━━ Extracted data

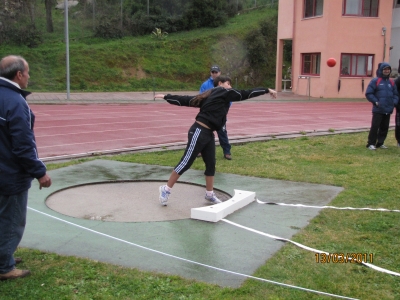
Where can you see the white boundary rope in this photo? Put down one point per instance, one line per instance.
(333, 207)
(312, 249)
(191, 261)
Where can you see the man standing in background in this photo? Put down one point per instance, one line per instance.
(382, 93)
(215, 71)
(19, 163)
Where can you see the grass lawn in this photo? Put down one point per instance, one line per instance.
(369, 178)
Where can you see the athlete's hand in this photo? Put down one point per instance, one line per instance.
(159, 96)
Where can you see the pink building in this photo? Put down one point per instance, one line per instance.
(357, 33)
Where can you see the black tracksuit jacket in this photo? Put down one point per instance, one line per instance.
(215, 107)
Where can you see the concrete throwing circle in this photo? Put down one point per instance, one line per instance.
(129, 201)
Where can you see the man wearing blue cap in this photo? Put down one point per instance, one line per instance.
(215, 71)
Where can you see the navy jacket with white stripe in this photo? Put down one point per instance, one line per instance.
(19, 162)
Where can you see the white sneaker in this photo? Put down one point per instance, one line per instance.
(213, 198)
(164, 195)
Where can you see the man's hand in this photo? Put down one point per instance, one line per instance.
(159, 96)
(44, 181)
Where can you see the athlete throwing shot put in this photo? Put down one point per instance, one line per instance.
(214, 106)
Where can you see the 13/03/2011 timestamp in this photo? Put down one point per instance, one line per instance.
(340, 258)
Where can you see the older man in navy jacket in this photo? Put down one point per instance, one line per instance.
(19, 162)
(383, 95)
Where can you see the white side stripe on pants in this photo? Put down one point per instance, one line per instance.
(189, 152)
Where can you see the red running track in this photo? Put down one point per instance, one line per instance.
(85, 129)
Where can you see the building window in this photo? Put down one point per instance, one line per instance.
(362, 8)
(311, 63)
(313, 8)
(354, 65)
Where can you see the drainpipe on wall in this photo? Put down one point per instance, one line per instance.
(384, 42)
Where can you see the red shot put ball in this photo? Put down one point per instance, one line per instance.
(331, 62)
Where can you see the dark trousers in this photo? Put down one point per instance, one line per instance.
(397, 127)
(200, 140)
(379, 129)
(12, 225)
(223, 140)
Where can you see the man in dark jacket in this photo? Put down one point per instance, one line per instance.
(19, 162)
(383, 95)
(397, 127)
(215, 71)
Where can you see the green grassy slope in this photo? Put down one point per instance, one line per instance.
(179, 62)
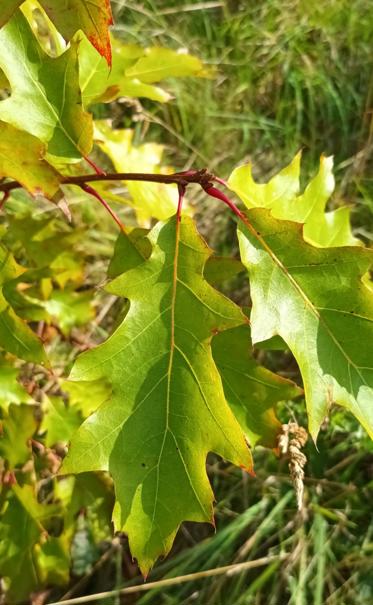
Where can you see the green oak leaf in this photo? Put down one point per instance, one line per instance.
(11, 391)
(167, 409)
(86, 396)
(53, 112)
(316, 301)
(99, 83)
(69, 309)
(8, 7)
(155, 200)
(21, 158)
(15, 335)
(59, 421)
(250, 389)
(280, 195)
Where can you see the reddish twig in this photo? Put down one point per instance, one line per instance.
(200, 177)
(98, 197)
(96, 168)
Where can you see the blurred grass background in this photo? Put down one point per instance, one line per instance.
(290, 74)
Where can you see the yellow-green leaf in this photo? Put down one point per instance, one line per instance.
(22, 159)
(280, 195)
(317, 301)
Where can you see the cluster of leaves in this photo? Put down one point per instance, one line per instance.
(178, 377)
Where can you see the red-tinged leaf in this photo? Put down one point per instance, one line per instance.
(92, 17)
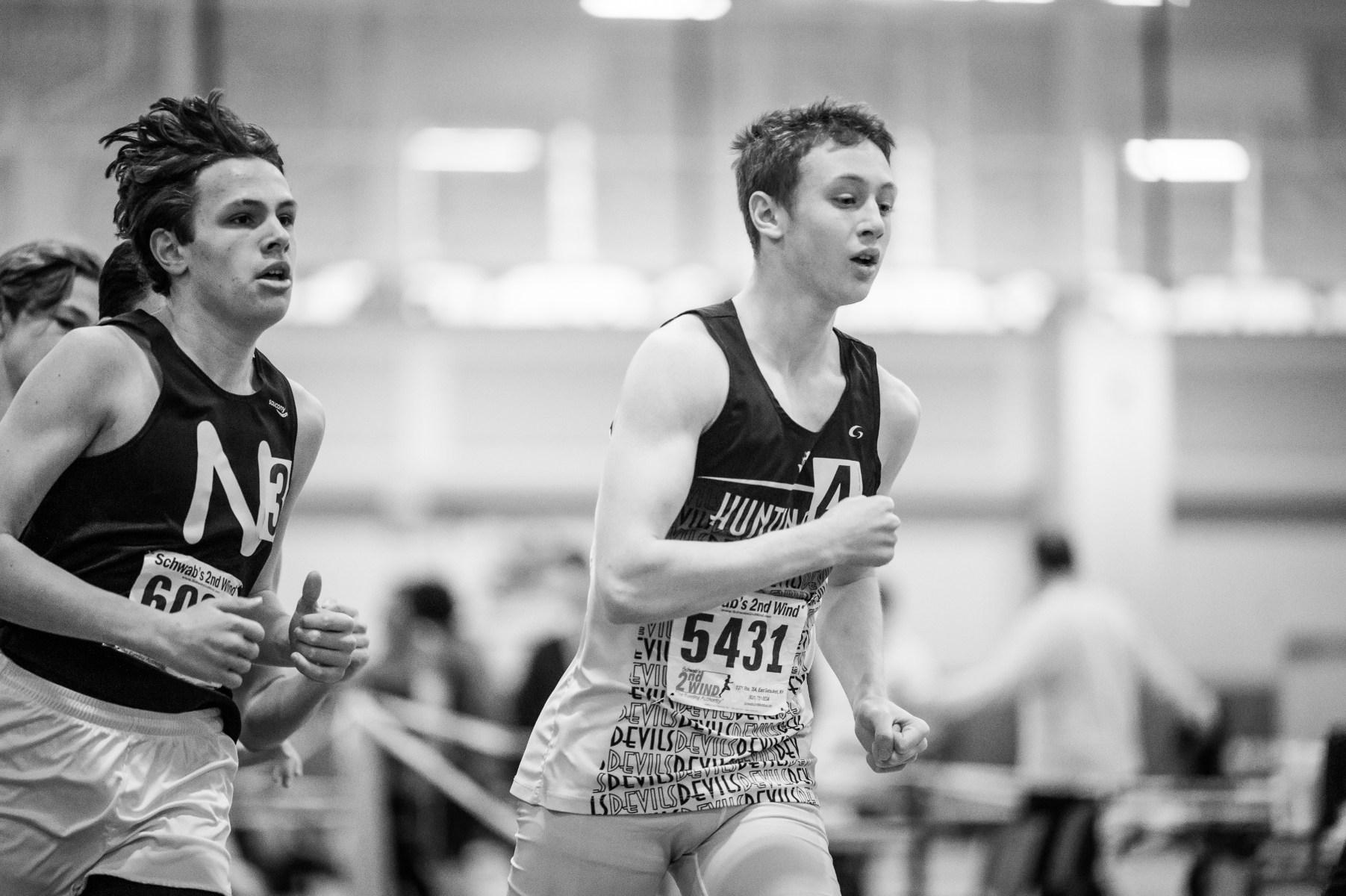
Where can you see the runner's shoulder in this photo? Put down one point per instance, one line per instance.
(897, 402)
(310, 411)
(680, 367)
(100, 357)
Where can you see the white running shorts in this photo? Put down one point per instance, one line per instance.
(89, 787)
(766, 849)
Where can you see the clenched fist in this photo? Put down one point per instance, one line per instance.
(864, 529)
(211, 642)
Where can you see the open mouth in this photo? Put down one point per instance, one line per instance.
(276, 273)
(867, 258)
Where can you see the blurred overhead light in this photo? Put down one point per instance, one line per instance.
(504, 149)
(702, 10)
(1188, 161)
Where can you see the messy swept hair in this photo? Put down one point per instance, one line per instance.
(162, 155)
(122, 281)
(1052, 550)
(40, 275)
(767, 152)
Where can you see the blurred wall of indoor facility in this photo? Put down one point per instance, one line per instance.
(499, 198)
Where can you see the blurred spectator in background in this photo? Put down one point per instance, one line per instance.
(48, 288)
(564, 579)
(1073, 661)
(427, 661)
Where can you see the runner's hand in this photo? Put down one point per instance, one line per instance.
(360, 657)
(890, 735)
(322, 639)
(866, 530)
(211, 641)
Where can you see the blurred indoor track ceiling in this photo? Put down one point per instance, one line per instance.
(697, 10)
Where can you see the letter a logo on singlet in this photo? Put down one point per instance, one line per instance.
(211, 463)
(833, 481)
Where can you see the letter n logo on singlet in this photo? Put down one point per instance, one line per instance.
(211, 463)
(833, 481)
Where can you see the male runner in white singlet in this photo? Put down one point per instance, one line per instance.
(742, 514)
(147, 473)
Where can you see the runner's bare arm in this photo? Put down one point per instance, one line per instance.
(673, 391)
(851, 619)
(318, 642)
(75, 394)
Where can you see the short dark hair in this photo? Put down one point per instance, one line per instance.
(42, 275)
(1053, 552)
(162, 155)
(767, 152)
(122, 281)
(429, 599)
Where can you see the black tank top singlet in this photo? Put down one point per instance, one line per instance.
(184, 511)
(758, 470)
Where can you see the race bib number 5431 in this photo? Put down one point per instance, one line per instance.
(739, 657)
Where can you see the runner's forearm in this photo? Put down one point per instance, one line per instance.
(652, 580)
(37, 594)
(851, 635)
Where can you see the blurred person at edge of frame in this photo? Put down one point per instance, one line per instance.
(564, 577)
(1073, 664)
(429, 662)
(48, 288)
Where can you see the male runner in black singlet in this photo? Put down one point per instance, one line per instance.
(155, 459)
(742, 514)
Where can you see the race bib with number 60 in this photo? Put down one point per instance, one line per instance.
(172, 583)
(739, 657)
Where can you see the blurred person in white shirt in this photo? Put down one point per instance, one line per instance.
(1073, 664)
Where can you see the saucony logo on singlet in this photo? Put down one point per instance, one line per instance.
(211, 463)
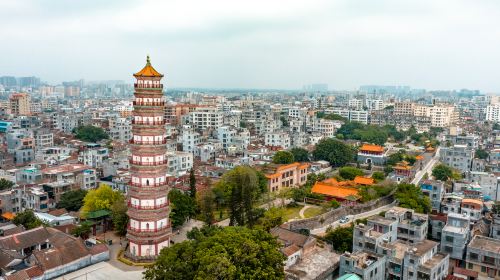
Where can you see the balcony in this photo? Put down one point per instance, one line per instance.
(143, 207)
(140, 103)
(154, 163)
(151, 230)
(148, 186)
(140, 142)
(136, 85)
(163, 122)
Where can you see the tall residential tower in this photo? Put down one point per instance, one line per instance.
(148, 206)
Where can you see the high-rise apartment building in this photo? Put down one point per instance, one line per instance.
(148, 207)
(20, 104)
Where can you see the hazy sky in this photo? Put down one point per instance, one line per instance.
(435, 44)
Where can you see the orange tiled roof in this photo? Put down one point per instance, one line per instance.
(8, 215)
(360, 180)
(334, 191)
(148, 71)
(472, 201)
(372, 148)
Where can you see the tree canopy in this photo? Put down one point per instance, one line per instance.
(101, 198)
(442, 172)
(183, 207)
(240, 188)
(411, 196)
(90, 133)
(349, 173)
(220, 253)
(6, 184)
(300, 154)
(481, 154)
(72, 200)
(119, 216)
(340, 238)
(283, 157)
(333, 151)
(27, 219)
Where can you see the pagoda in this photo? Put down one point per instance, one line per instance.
(149, 228)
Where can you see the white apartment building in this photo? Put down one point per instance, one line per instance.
(277, 139)
(358, 116)
(120, 129)
(440, 115)
(189, 138)
(225, 135)
(93, 156)
(375, 104)
(493, 113)
(297, 112)
(326, 127)
(179, 163)
(206, 117)
(356, 104)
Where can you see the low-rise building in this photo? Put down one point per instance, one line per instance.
(435, 190)
(483, 257)
(455, 236)
(366, 265)
(372, 154)
(286, 175)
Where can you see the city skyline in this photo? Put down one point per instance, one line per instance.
(345, 44)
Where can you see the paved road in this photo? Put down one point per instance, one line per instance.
(427, 169)
(322, 230)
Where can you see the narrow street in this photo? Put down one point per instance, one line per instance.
(427, 169)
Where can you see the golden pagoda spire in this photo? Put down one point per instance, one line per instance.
(148, 70)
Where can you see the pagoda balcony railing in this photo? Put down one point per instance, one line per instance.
(140, 185)
(149, 230)
(148, 207)
(156, 103)
(150, 142)
(149, 122)
(154, 163)
(136, 85)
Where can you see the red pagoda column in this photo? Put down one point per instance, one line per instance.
(148, 207)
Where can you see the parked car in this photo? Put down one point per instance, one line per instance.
(344, 220)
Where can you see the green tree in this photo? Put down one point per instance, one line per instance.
(183, 207)
(72, 200)
(192, 184)
(221, 253)
(340, 238)
(335, 117)
(349, 173)
(411, 196)
(83, 230)
(6, 184)
(90, 133)
(119, 216)
(28, 219)
(101, 198)
(442, 172)
(273, 217)
(334, 204)
(283, 157)
(333, 151)
(300, 154)
(206, 206)
(482, 154)
(378, 176)
(241, 187)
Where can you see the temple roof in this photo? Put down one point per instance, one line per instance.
(148, 70)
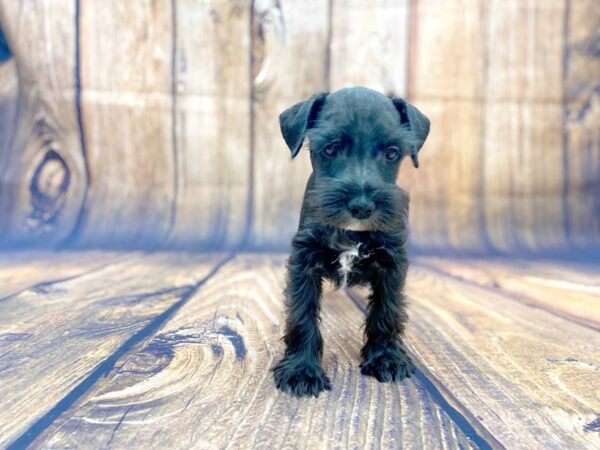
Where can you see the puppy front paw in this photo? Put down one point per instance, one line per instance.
(388, 364)
(300, 378)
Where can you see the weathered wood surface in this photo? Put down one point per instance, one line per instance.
(127, 121)
(204, 381)
(212, 122)
(180, 145)
(9, 89)
(531, 378)
(282, 76)
(55, 338)
(582, 119)
(523, 152)
(43, 176)
(447, 60)
(369, 45)
(33, 269)
(571, 291)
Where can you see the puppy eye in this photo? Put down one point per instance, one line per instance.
(332, 149)
(392, 153)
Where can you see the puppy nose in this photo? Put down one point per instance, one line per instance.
(361, 207)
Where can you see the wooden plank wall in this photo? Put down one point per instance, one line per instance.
(155, 125)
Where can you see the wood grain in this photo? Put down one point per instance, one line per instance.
(204, 381)
(34, 268)
(9, 91)
(571, 291)
(531, 378)
(290, 65)
(126, 53)
(369, 45)
(447, 56)
(43, 175)
(523, 175)
(581, 164)
(52, 338)
(212, 123)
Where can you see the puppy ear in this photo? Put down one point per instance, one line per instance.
(417, 122)
(295, 120)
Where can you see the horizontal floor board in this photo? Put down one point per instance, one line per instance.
(568, 289)
(27, 269)
(204, 381)
(54, 337)
(531, 378)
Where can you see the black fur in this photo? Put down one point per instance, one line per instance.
(357, 139)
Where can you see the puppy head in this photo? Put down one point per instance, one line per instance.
(358, 137)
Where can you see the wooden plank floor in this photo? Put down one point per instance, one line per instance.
(174, 350)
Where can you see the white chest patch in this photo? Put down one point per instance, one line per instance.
(347, 260)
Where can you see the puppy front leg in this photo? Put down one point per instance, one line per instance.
(299, 372)
(382, 355)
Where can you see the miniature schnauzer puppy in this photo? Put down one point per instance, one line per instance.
(353, 228)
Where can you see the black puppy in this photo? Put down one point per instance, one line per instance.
(353, 228)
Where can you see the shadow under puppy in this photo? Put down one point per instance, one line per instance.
(353, 228)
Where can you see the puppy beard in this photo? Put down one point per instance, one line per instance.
(329, 198)
(358, 225)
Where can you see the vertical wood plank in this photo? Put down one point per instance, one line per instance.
(290, 64)
(582, 123)
(447, 57)
(9, 86)
(126, 53)
(523, 164)
(42, 175)
(212, 116)
(369, 45)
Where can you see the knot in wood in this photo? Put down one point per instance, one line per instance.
(49, 185)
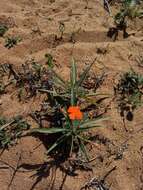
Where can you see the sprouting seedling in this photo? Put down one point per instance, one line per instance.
(3, 30)
(11, 42)
(129, 93)
(49, 61)
(129, 10)
(11, 129)
(61, 29)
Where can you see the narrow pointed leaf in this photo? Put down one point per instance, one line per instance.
(93, 122)
(48, 130)
(59, 141)
(83, 149)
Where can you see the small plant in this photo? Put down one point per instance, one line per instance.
(130, 10)
(129, 93)
(3, 30)
(139, 60)
(70, 123)
(11, 130)
(11, 42)
(49, 61)
(61, 30)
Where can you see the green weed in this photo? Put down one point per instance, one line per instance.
(130, 9)
(3, 30)
(11, 42)
(129, 93)
(68, 123)
(11, 130)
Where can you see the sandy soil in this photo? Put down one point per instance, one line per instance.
(36, 22)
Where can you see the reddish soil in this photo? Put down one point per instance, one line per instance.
(36, 22)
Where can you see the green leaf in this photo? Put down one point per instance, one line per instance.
(49, 61)
(83, 149)
(59, 141)
(48, 130)
(93, 122)
(58, 80)
(73, 80)
(84, 74)
(73, 73)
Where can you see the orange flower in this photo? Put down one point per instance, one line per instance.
(75, 113)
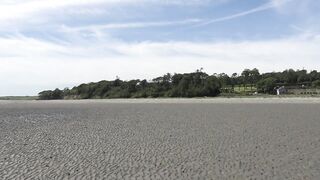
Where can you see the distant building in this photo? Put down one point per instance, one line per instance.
(281, 90)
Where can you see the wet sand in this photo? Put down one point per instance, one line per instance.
(161, 139)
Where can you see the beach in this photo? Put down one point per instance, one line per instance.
(217, 138)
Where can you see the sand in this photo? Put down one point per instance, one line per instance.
(160, 139)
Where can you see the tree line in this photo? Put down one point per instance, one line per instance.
(195, 84)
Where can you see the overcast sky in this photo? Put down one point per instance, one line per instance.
(46, 44)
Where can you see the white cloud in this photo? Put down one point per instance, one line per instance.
(17, 9)
(29, 65)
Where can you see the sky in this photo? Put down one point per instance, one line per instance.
(47, 44)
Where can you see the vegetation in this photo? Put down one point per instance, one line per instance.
(18, 98)
(195, 84)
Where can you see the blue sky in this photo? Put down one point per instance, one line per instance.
(61, 43)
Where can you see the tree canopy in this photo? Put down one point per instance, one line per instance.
(195, 84)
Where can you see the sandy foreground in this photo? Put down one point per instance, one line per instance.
(239, 138)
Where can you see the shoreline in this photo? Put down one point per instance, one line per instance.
(214, 100)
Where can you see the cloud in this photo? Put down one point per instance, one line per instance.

━━━━

Task goal:
What are the lines from the one with "Where can you see the tree line" through the last line of the records above? Quote them exactly and add nothing.

Answer below:
Where can you see the tree line in this photo? Put down one point per instance, one line per instance.
(195, 84)
Where can you see the overcast sky in this photo? Put down one point per instance, one line per instance.
(46, 44)
Where can you see the white cloud in this photo? Put down one point per instance, one line per instance.
(17, 9)
(29, 65)
Where can you see the sky in this photo? Put down one point per instance, one line per instance.
(47, 44)
Where can you see the vegetation in this photo? Put down one point per instance, one line per instance.
(18, 98)
(195, 84)
Where can you see the blue sky in this photo? Put down one point per instance, one line per instance.
(61, 43)
Where can you see the tree canopy in this photo? Put down one point per instance, one line per instance.
(195, 84)
Where can you see the sandy foreground in this photo? Put down one point per instance, one line per instance.
(239, 138)
Where can you see the shoreline in this photo? Put down one point per instance, one line per instance.
(214, 100)
Where can you see the cloud in this photo? Put down one point per instance, one line per instance.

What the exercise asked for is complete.